__Work to complete__.
In the piece on New Yorker humor, condense the paragraph beginning "Late in 1924 Harold Ross" into a short bulleted list that keeps its main facts.

__Selected excerpt__.
::::::::::
Defining New Yorker Humor
A penetrating look into what really gave America’s most notable magazine its distinctive punch
“The early history of New York is obscured in myth,” observed the pseudonymous author of “The Story of Manhattankind” in the first issue of The New Yorker (21 February 1925), “and to separate the purely historical from the purely hysterical is no easy task. ”
The same must be said of the magazine itself. The purely historical remained hidden until The New Yorker's archives were opened to scholars in the mid-nineties, although the hysterical—pure and otherwise—dominates the anecdotes in memoirs of some of the magazine's original staff members.
Late in 1924 Harold Ross assembled a small staff to create a new kind of weekly humor magazine, a “reflection in word and picture of metropolitan life . . . with gaiety, wit, and satire. ” His target audience was affluent, local, educated sophisticates. This is the image he sold to Manhattan advertisers. By 1930 the magazine could withstand the Depression even as its predecessors collapsed. In 1952 W. H. Auden declared The New Yorker “the best comic magazine in existence. ” In 1994 no one disputed Tina Brown's claim that its cartoons constitute “a sort of national treasure. ”
::::::::::
__Given information__.

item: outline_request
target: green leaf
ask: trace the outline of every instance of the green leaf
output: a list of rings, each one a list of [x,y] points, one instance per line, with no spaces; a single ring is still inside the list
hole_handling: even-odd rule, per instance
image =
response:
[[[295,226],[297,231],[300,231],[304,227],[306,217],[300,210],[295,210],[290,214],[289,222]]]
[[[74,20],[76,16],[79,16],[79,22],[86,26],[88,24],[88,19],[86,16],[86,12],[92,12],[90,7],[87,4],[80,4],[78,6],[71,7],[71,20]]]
::::::::::
__Response for this exercise__.
- Late 1924: Harold Ross gathered a small staff to launch a new weekly humor magazine reflecting metropolitan life "with gaiety, wit, and satire."
- Its intended readers, and the image sold to Manhattan advertisers, were affluent, local, educated sophisticates.
- By 1930 it could survive the Depression while its predecessors collapsed.
- 1952: W. H. Auden called it "the best comic magazine in existence."
- 1994: Tina Brown's claim that its cartoons are "a sort of national treasure" went undisputed.